● Reading passage:
====

127. Magus - April 14, 2006 10:34 AM
Tom Cruise giving sex advice ...
now we need Jenna Jameson and Ron Jeremy giving advice on how to remain a virgin and how chastity is the best thing ever
( and have them introduce some male pornstars to Xenu )
and, by the way, Tom loves the pinga
128. Magus - April 14, 2006 10:35 AM
Tom Cruise giving sex advice ...
now we need Jenna Jameson and Ron Jeremy giving advice on how to remain a virgin and how chastity is the best thing ever
( and have them introduce some male pornstars to Xenu )
and, by the way, Tom loves the pinga
129. Jacq - April 14, 2006 10:39 AM
Good morning Superficials, I am sure it'll be a little quiter around here today since Kim and Megan are probably busy nursing wounds and eating kittens!!
I am dutifully reporting that I have, in fact, had to call it off with toolbag boyfriend. The Top Gun thing really damaged the relationship, but I knew it was over when he caught Stallion and myself mid-coitous. My leg was wrapped around my head, which made BF mad because he DOES make me roll over each and every time. I thought he was the one, but oh well, shit happens. Good thing that Stallion's dangerously handsome, plus he's like 8 inches, ya'll. The only thing that I will have to get used to is the ATM.

====

● Information shown:
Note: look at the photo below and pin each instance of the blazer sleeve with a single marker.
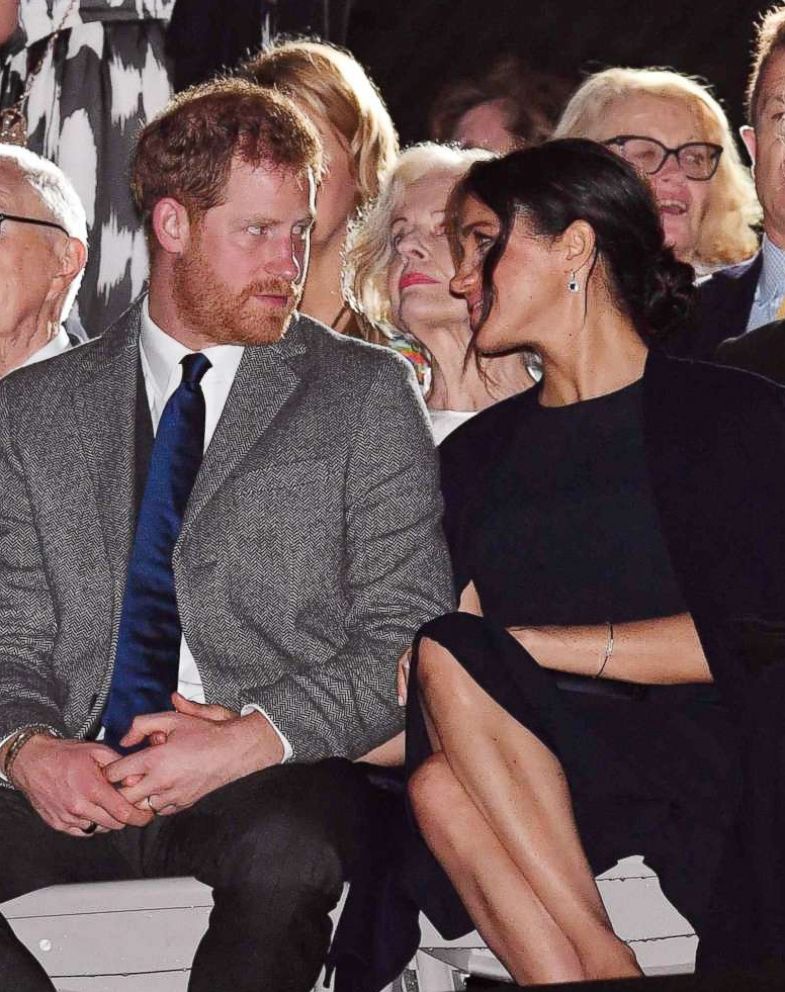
(396, 577)
(28, 627)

====

● Objectives:
(A) Translate this sentence from the gossip comment thread into Spanish: "I thought he was the one, but oh well, shit happens."
(B) Go on with the gossip comment thread from its last sentence, in the same voice.

● Answers per task:
(A) Pensé que él era el indicado, pero bueno, son cosas que pasan.

(B)
I'm more interested right now in hearing more about how LL made Jessica Simpson cry.
130. CoJo - April 14, 2006 10:42 AM
I'm so over TC. He is sooo veering into Michael Jackson Crazy Land. Just like MJ, if TC didn't have money, he'd be in an effing straight jacket.
Well as far as TC goes, he would probably end up dead from getting his ass kicked in sideways for being such a fucking self-rightous cock-sucker. That's right. I said it. COCK-SUCKER!
TOM CRUISE LOVES THE COCK!!!!
NEXT STORY PLEASE!
131. SoupaSarah - April 14, 2006 10:56 AM
I hate Tom Cruise. I bet hes a one minute man and i bet Katie gets no pleasure from his tiny matchstick cock. I really hope her baby comes out black, not only would that stop the baby being related to knobwank Cruise but it'd be well funny. :D/
I heard that Scientolgy believes sept 11th was caused by Psychiatrists... :|. And to think, some people believe Scientologists aren't nutters...
132. oshkoshb-goshdammgosh - April 14, 2006 11:05 AM
Everyone knows that 9/11 was caused by scatologists and two of the hijackers were trained in aviation by Trey Parker and Matt Stone. Oh, and the WTC imploded from the inside from a series of bombs that were planted there by the Dixie Chicks, those terrorist sluts.
133. DonLes91 - April 14, 2006 11:23 AM
After numerous posts, curiousity finally got the better of me and I had to go and google "scatologists" to find out what they do and I gotta say, EWWWWWW! THAT'S JUST FUCKING NASTY!
And TCTC.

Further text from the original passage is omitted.